* [SOURCE PASSAGE]

┌────────

The TCP MSS Adjustment feature enables the configuration of the maximum segment size (MSS) for transient packets that traverse a router, specifically TCP segments in the SYN bit set, when PPP over Ethernet (PPPoE) is being used in the network. PPPoE truncates the Ethernet maximum transmission unit (MTU) 1492, and if the effective MTU on the hosts (PCs) is not changed, the router in between the host and the server can terminate the TCP sessions. The ip tcp adjust-mss command specifies the MSS value on the intermediate router of the SYN packets to avoid truncation.

When a host (usually a PC) initiates a TCP session with a server, it negotiates the IP segment size by using the MSS option field in the TCP SYN packet. The value of the MSS field is determined by the maximum transmission unit (MTU) configuration on the host. The default MSS value for a PC is 1500 bytes.
The PPP over Ethernet (PPPoE) standard supports a MTU of only 1492 bytes. The disparity between the host and PPPoE MTU size can cause the router in between the host and the server to drop 1500-byte packets and terminate TCP sessions over the PPPoE network. Even if the path MTU (which detects the correct MTU across the path) is enabled on the host, sessions may be dropped because system administrators sometimes disable the ICMP error messages that must be relayed from the host in order for path MTU to work. The ip tcp adjust-mss command helps prevent TCP sessions from being dropped by adjusting the MSS value of the TCP SYN packets. The ip tcp adjust-mss command is effective only for TCP connections passing through the router. In most cases, the optimum value for the max-segment-size argument is 1452 bytes. This value plus the 20-byte IP header, the 20-byte TCP header, and the 8-byte PPPoE header add up to a 1500-byte packet that matches the MTU size for the Ethernet link.

└────────

* [DATA]
┌────────

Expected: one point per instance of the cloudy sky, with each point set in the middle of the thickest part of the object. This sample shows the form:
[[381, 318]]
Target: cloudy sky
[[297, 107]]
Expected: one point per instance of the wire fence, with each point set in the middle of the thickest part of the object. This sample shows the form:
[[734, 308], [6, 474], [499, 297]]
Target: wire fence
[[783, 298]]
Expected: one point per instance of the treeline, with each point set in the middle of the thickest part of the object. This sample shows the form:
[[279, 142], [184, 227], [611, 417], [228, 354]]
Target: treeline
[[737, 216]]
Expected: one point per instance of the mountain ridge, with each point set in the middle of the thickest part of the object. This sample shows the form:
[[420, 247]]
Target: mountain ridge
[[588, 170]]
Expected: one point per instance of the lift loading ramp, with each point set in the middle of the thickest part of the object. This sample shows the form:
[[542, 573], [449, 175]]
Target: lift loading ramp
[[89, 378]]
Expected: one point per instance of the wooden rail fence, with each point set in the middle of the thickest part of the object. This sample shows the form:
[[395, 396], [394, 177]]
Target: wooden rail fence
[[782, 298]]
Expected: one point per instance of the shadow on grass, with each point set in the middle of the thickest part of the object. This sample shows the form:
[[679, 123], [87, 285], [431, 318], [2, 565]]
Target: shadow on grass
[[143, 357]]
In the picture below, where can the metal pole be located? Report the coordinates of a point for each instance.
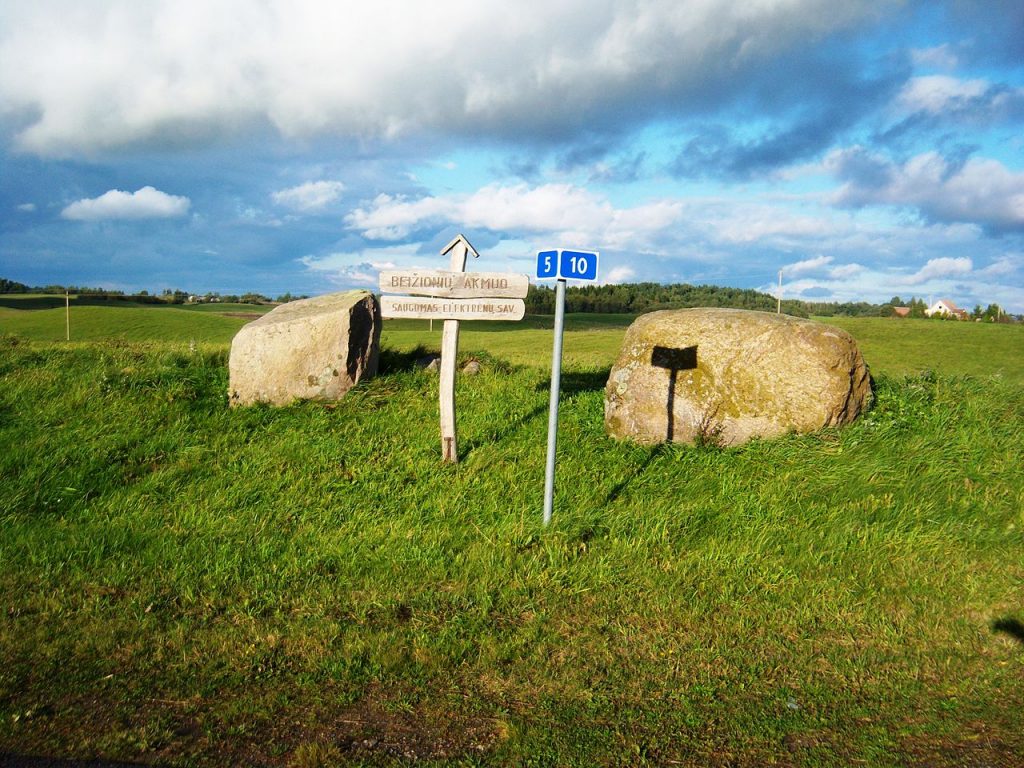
(556, 383)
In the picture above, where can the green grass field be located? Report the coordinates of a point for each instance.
(184, 584)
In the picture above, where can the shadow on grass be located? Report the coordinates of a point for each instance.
(574, 383)
(501, 435)
(1011, 627)
(394, 361)
(635, 474)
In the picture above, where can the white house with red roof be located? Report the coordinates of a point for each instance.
(946, 308)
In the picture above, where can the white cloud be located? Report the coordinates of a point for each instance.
(363, 267)
(807, 265)
(310, 197)
(565, 213)
(1003, 266)
(103, 74)
(146, 203)
(938, 93)
(620, 274)
(941, 267)
(846, 271)
(980, 190)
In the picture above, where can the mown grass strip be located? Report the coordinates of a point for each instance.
(185, 582)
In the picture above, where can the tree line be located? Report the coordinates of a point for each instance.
(627, 298)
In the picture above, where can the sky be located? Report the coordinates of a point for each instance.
(866, 148)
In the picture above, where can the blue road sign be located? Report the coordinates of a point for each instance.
(578, 265)
(547, 264)
(566, 264)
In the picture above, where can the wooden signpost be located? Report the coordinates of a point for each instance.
(453, 295)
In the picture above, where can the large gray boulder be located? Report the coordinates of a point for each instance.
(309, 349)
(727, 376)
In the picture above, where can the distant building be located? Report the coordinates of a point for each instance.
(946, 308)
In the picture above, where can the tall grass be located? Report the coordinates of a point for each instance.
(188, 583)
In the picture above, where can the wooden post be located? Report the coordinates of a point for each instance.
(458, 250)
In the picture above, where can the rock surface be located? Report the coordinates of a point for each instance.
(309, 349)
(727, 376)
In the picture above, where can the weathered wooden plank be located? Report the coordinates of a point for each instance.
(453, 285)
(458, 250)
(418, 307)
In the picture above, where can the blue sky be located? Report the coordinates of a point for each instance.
(865, 148)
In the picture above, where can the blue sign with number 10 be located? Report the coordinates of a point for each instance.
(566, 264)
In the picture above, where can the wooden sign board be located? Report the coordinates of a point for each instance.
(415, 307)
(453, 295)
(451, 285)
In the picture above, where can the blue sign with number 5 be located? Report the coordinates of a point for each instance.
(547, 264)
(566, 264)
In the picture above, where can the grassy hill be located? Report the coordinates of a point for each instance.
(190, 585)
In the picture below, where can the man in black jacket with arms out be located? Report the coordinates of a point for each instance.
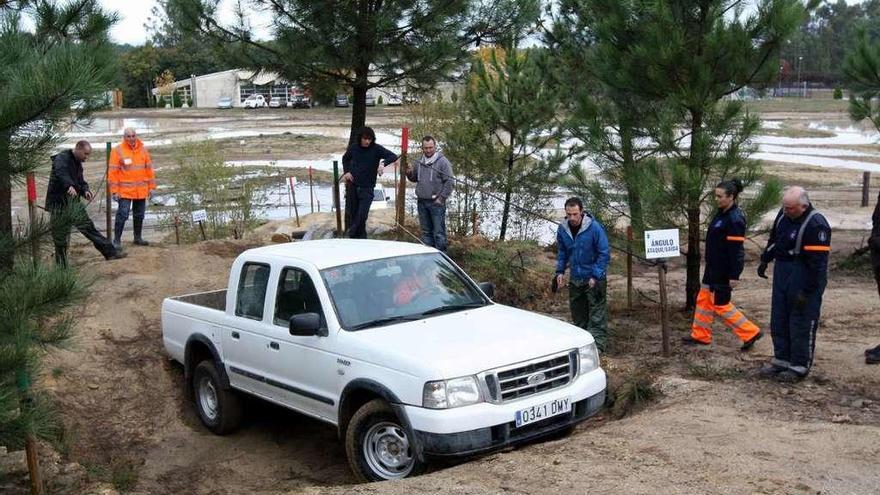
(361, 164)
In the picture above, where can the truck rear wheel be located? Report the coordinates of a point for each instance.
(219, 409)
(378, 447)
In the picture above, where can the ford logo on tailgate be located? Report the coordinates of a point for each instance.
(536, 379)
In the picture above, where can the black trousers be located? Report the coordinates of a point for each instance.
(76, 217)
(357, 204)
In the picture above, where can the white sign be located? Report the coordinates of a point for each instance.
(661, 244)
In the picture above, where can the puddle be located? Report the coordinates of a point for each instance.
(819, 161)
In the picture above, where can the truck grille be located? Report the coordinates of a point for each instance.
(530, 378)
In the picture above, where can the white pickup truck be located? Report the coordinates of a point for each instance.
(390, 342)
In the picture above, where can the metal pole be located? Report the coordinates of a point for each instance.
(629, 239)
(107, 194)
(336, 198)
(311, 191)
(664, 313)
(401, 184)
(32, 216)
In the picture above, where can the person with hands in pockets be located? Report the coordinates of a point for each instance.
(582, 243)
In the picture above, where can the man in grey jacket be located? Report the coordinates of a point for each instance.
(432, 174)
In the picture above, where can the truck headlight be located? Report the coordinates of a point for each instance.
(457, 392)
(589, 358)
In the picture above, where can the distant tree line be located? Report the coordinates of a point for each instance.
(825, 39)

└────────

* [GOAL]
Continue the passage on TCP MSS adjustment over PPPoE from its last sentence.

* [TASK OUTPUT]
If you are configuring the ip mtu command on the same interface as the ip tcp adjust-mss command, it is recommended that you use the following commands and values:
ip tcp adjust-mss 1452
ip mtu 1492

Example:
XXXNR>enable

XXXNR#conf t
Enter configuration commands, one per line. End with CNTL/Z.
XXXNR(config)#interface vlan 104
XXXNR(config-if)#ip tcp adjust-mss 1250
XXXNR(config-if)#end
XXXNR#copy run start

References:
http://www.cisco.com/en/US/docs/ios/12_2t/12_2t4/feature/guide/ft_admss.html
http://en.wikipedia.org/wiki/Maximum_transmission_unit
http://help.expedient.net/broadband/mtu_ping_test.shtml
> MTU Ping Test

1 comment:

  1. Can exist some problems with HSRP?? because, the same scenary above describe (PC - Router - Server) suddenly it does not work... we could fix the problem with the workaround "ip tcp adjust-mss" but we want to know why this issue...

    Best regards.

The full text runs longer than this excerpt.